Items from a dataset
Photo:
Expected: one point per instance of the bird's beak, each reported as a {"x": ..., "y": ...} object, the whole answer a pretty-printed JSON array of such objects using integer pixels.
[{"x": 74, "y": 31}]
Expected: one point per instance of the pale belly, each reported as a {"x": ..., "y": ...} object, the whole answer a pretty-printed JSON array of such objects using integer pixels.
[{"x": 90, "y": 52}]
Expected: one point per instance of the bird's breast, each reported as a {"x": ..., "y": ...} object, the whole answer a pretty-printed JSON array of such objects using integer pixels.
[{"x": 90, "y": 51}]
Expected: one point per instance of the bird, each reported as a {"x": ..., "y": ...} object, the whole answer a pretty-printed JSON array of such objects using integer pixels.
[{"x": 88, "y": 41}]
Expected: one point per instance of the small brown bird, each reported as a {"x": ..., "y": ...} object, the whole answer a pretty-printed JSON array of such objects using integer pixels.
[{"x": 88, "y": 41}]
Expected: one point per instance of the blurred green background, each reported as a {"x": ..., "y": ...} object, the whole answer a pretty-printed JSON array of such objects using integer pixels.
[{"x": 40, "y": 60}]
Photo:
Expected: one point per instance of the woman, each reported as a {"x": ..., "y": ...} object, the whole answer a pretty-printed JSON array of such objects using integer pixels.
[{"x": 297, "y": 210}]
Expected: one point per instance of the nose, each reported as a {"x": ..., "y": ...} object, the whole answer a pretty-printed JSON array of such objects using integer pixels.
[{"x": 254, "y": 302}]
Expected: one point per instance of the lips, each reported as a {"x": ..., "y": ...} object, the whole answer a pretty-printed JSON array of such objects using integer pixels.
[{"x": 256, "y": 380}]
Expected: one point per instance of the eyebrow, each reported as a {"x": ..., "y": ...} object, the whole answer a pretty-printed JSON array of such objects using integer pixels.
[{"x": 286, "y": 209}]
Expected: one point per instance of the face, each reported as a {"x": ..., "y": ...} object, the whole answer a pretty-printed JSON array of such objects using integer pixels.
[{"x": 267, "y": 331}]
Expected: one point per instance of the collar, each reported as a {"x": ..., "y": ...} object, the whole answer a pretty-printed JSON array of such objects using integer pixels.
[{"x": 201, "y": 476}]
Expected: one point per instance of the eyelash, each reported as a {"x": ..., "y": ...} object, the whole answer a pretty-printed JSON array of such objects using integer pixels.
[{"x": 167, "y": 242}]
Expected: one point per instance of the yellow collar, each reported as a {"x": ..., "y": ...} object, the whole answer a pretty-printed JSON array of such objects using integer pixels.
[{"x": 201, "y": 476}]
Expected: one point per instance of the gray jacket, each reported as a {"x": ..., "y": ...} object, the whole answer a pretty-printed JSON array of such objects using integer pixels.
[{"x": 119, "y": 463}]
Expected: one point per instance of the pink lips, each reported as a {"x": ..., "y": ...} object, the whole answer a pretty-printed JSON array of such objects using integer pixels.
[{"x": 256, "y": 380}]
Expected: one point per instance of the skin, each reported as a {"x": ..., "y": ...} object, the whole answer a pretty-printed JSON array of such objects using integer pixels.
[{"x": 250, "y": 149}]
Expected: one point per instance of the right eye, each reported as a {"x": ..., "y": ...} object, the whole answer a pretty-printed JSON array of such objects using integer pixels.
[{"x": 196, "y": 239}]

### [Exercise objective]
This exercise calls for the entries to be restated exactly.

### [Completed exercise]
Photo:
Expected: one point per instance of the bird's beak, each reported as a {"x": ..., "y": ...} object, the whole answer a pretty-printed JSON array of such objects using integer pixels.
[{"x": 74, "y": 31}]
Expected: one point per instance of the pale belly, each reported as a {"x": ..., "y": ...} object, the whole answer a pretty-printed JSON array of such objects using integer pixels.
[{"x": 90, "y": 52}]
Expected: one point per instance of the bird's breast, each reported as a {"x": ..., "y": ...} object, the whole answer a pretty-printed JSON array of such objects using integer pixels.
[{"x": 90, "y": 51}]
Expected: one point per instance of the bird, each reported as a {"x": ..., "y": ...} object, the whole answer a pretty-printed JSON array of such objects using integer pixels.
[{"x": 88, "y": 41}]
Expected: one point per instance of the small brown bird, each reported as a {"x": ..., "y": ...} object, the whole answer a pretty-printed JSON array of such objects using integer pixels.
[{"x": 88, "y": 41}]
Expected: one point per instance of the blurred green background, each reported as a {"x": ..., "y": ...} object, the whole answer a pretty-printed JSON array of such objects using integer pixels.
[{"x": 40, "y": 60}]
Photo:
Expected: one point per instance of the woman, each reported as a {"x": ..., "y": ...} object, the whole answer a pretty-printed JSON array of such objects using integer pixels.
[{"x": 297, "y": 210}]
Expected: one point per instance of the nose, each reported as a {"x": ..., "y": ...} object, the whole answer a pretty-printed JSON array of such objects using integer pixels.
[{"x": 254, "y": 302}]
Expected: one point per instance of the lips, each reported as a {"x": ..., "y": ...} object, the whole answer a pretty-printed JSON array of such objects using integer pixels.
[{"x": 256, "y": 380}]
Expected: one point per instance of the eyebrow, each reported as a {"x": ..., "y": ...} object, the whole answer a pretty-printed JSON array of such objects using integer pixels.
[{"x": 286, "y": 209}]
Expected: one point per instance of the face, each reported as a {"x": ..., "y": ...} object, the whole answer a pretty-printed JSON array of such objects using integer pixels.
[{"x": 267, "y": 331}]
Expected: one point per instance of the collar, each reported as a {"x": ..., "y": ...} object, the whole answer a pretty-printed JSON array of such objects using integer pixels.
[{"x": 201, "y": 476}]
Expected: one point per instance of the eyelash, each reported as a {"x": ..., "y": ...} object, the whole answer a pretty-printed JSON array of such objects using integer pixels.
[{"x": 167, "y": 242}]
Expected: one point per instance of the yellow collar, each reported as a {"x": ..., "y": ...} object, the whole answer a pretty-printed JSON array of such objects using integer pixels.
[{"x": 201, "y": 476}]
Expected: one point per instance of the gray jacket, each reported as a {"x": ..., "y": ...} object, the whole answer a pretty-printed JSON array of such objects using integer pixels.
[{"x": 119, "y": 463}]
Expected: one point per instance of the pink lips, each reported as a {"x": ..., "y": ...} object, the whole answer a pretty-printed JSON array of such objects using integer pixels.
[{"x": 256, "y": 380}]
Expected: one point per instance of the skin, each reported as a {"x": ..., "y": ...} object, the whole answer a pretty-printed JSON array of such objects using integer pixels.
[{"x": 250, "y": 149}]
Expected: one point per instance of the right eye, each reported as a {"x": ..., "y": ...} object, the whole answer a pretty-printed JSON array of such objects using integer pixels.
[{"x": 196, "y": 239}]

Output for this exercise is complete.